** Given entries follows **

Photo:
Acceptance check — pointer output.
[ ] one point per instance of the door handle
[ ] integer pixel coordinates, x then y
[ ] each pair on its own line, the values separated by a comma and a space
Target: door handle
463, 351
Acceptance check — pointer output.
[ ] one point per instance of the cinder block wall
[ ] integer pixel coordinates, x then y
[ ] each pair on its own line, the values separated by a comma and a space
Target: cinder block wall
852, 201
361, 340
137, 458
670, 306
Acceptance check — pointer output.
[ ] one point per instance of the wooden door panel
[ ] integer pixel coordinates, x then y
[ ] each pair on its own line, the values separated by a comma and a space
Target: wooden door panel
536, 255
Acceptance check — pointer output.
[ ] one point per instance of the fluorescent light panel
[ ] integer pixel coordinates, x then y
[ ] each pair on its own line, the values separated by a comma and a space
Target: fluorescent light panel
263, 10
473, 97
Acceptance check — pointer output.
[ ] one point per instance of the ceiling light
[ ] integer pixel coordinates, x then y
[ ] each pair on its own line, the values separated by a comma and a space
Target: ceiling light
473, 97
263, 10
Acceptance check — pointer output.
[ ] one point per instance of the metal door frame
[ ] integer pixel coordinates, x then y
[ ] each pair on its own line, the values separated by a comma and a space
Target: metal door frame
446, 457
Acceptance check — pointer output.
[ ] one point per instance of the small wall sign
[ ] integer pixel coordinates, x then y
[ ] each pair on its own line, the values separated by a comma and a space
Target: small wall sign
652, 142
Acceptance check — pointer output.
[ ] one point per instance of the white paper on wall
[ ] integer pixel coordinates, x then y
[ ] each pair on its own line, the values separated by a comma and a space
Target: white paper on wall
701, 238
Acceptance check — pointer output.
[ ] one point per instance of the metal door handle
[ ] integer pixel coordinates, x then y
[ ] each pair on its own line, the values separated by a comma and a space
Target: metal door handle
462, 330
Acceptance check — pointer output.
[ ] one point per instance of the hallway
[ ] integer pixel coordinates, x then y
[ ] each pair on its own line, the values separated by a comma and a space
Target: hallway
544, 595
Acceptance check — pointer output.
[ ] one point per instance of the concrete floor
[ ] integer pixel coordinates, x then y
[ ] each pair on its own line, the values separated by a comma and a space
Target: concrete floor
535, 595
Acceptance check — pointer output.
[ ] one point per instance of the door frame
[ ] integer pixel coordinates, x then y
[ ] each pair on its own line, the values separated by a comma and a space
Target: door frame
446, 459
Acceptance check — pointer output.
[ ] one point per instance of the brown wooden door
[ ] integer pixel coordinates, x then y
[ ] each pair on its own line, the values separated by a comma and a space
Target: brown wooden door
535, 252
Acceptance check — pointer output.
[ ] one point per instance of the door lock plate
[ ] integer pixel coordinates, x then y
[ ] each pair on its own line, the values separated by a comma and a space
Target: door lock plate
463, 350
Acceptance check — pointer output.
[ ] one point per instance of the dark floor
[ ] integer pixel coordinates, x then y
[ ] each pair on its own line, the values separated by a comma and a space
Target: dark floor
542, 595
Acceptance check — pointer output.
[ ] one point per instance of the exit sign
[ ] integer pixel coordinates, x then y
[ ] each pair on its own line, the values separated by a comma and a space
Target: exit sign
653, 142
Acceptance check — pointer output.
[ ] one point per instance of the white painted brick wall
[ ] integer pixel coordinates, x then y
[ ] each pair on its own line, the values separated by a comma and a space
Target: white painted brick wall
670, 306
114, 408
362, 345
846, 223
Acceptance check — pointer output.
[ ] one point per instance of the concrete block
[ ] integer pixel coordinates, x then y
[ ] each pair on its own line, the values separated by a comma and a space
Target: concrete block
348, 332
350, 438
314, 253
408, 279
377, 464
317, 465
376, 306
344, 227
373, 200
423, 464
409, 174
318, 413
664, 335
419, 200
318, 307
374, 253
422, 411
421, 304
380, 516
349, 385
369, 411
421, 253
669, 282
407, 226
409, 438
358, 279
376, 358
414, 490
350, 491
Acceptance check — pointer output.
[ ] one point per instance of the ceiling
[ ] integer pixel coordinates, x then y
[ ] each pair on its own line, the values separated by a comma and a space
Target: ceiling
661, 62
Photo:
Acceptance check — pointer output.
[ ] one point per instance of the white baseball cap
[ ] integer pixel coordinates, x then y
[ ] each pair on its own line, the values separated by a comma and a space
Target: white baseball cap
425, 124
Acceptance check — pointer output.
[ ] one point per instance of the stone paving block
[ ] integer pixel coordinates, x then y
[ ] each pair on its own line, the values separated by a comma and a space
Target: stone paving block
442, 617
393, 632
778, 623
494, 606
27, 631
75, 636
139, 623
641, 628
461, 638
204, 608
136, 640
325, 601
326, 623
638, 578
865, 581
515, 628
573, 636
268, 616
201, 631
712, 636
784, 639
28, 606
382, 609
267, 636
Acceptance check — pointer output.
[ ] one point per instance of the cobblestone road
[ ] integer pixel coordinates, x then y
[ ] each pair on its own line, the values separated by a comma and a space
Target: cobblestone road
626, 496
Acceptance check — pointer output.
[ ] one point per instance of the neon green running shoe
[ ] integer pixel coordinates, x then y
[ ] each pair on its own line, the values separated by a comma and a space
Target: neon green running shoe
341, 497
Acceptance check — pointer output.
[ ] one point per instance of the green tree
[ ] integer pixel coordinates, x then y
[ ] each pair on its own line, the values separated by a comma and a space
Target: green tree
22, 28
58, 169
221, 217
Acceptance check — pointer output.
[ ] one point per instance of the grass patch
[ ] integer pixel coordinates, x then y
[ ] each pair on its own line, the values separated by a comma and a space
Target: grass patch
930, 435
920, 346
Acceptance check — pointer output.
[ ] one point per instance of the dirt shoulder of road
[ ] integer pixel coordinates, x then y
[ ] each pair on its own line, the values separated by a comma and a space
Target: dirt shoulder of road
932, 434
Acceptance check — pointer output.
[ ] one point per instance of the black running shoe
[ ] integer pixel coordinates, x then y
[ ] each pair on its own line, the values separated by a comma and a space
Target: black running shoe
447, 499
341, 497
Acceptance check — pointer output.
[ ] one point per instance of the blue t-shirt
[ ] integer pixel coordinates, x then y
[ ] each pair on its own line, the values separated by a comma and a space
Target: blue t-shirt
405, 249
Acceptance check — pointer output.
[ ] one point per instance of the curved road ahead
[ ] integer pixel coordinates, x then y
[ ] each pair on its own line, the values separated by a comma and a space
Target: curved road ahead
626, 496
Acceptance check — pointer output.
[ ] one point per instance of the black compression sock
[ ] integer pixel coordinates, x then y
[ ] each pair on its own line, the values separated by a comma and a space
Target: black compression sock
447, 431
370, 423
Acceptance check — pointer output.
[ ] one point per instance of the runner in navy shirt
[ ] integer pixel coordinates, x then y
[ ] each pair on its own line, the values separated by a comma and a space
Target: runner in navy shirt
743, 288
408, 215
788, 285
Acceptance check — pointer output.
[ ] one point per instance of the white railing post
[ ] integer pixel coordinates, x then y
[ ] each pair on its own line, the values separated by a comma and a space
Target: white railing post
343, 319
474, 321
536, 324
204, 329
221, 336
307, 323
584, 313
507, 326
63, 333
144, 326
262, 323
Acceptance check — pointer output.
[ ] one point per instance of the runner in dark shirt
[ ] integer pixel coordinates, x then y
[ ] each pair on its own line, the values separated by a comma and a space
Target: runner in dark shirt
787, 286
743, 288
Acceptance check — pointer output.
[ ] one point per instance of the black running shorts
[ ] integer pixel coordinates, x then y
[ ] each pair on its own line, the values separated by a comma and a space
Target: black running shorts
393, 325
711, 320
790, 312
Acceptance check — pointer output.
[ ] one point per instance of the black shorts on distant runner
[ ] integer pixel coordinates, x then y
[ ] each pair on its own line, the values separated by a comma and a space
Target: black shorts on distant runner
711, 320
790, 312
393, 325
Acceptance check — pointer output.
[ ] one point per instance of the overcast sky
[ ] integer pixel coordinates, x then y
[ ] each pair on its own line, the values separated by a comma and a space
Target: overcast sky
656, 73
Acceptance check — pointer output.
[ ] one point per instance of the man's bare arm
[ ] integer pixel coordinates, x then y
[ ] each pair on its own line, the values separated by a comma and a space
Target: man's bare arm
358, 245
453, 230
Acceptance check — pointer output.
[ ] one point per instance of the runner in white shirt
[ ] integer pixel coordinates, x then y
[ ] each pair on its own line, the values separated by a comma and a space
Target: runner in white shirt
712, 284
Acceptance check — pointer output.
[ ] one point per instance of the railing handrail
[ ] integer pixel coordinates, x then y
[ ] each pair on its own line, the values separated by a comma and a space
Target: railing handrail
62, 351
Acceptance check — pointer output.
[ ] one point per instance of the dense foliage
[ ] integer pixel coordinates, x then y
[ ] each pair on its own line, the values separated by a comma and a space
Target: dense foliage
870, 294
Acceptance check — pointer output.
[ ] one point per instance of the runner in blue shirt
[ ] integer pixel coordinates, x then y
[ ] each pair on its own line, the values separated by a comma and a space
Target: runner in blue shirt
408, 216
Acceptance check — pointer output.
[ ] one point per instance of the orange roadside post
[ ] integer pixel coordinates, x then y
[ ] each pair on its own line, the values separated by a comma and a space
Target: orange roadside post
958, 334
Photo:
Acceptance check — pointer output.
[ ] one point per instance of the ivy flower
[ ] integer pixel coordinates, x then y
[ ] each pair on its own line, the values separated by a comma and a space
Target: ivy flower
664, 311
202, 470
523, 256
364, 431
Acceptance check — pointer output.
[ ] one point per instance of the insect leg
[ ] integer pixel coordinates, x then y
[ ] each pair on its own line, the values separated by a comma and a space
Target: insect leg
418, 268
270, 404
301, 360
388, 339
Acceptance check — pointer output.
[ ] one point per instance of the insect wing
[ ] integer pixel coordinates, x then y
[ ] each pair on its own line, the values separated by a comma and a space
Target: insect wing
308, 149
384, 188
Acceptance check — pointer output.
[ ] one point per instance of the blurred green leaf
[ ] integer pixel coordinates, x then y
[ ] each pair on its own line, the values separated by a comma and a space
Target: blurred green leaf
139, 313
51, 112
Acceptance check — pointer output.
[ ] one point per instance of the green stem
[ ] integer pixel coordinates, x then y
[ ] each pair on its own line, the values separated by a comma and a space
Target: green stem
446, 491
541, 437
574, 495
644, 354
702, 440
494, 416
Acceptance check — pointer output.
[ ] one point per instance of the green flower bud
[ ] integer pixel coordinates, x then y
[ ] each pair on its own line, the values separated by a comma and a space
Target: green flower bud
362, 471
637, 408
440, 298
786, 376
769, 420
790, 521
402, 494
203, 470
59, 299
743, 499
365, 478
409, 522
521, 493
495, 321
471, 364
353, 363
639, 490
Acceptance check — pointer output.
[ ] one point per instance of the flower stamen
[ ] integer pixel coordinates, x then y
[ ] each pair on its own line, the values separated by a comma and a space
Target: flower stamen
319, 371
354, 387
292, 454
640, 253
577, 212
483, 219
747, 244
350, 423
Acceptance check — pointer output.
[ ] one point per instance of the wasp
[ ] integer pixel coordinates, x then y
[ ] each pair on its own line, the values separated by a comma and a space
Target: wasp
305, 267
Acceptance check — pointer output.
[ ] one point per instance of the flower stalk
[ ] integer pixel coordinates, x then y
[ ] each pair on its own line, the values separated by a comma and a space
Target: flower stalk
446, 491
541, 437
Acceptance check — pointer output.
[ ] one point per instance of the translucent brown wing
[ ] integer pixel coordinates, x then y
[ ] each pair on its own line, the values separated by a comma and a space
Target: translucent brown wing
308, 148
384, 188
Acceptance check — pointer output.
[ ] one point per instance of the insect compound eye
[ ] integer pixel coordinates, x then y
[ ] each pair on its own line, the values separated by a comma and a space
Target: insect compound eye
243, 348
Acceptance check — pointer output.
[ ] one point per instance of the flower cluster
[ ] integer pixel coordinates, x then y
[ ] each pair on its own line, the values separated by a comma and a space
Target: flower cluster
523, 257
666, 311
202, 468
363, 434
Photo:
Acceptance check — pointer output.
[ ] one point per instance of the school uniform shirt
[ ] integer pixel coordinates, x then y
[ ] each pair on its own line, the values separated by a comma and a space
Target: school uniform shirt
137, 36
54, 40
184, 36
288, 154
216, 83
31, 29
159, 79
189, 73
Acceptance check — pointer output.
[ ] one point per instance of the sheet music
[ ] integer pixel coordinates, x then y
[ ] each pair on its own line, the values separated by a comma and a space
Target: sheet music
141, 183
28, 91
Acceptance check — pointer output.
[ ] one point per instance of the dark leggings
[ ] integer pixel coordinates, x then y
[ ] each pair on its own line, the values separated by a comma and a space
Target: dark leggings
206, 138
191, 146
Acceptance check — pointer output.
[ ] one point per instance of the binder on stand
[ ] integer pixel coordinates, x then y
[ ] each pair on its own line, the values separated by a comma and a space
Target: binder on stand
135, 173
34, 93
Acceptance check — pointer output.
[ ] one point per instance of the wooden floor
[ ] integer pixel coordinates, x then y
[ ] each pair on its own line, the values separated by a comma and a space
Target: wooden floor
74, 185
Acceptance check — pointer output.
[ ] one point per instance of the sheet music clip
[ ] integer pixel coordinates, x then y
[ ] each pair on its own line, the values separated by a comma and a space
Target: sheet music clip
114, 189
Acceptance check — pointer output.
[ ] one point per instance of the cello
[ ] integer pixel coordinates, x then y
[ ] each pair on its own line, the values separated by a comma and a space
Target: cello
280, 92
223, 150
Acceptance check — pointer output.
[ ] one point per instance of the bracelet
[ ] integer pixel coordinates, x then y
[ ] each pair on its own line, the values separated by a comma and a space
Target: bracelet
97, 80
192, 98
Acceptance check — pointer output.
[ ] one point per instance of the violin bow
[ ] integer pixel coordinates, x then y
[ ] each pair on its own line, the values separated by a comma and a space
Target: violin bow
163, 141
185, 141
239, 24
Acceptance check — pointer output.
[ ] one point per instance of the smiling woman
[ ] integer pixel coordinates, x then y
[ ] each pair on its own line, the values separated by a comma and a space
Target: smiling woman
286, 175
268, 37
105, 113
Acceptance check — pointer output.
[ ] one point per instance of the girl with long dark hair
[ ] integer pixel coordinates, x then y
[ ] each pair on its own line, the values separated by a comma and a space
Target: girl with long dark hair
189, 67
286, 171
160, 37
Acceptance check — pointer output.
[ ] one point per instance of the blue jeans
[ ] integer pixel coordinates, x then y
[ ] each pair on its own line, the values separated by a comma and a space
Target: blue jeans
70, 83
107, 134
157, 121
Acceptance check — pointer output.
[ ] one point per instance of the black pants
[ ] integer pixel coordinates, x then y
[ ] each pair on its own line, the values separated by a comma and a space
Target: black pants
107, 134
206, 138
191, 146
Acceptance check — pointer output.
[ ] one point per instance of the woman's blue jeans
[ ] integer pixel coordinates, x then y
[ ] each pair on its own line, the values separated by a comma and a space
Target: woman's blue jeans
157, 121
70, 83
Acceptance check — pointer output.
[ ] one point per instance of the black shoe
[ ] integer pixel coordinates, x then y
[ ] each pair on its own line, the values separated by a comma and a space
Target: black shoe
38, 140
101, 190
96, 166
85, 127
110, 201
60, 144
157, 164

** End of Given entries **

▶ _Aim of the task_
From the data above, reproduce word for word the lines running from the line with "Target: runner in white shirt" to the line with "[ ] one point per instance of the runner in blue", ends included.

▶ _Answer to this task_
Target: runner in white shirt
712, 284
Acceptance check — pointer output.
[ ] one point per instance of the railing handrail
[ ] integer pixel coordinates, x then y
[ ] each pair on its own line, the values separated by a comma and a space
Target: railing handrail
62, 351
Acceptance check — pointer output.
[ ] one point per instance of the dense foliage
[ ] integer pixel coordinates, x then y
[ ] each pair on its own line, the values separated by a comma and a space
Target: dense foliage
870, 294
Acceptance check — pointer output.
[ ] one point per instance of the runner in blue shirt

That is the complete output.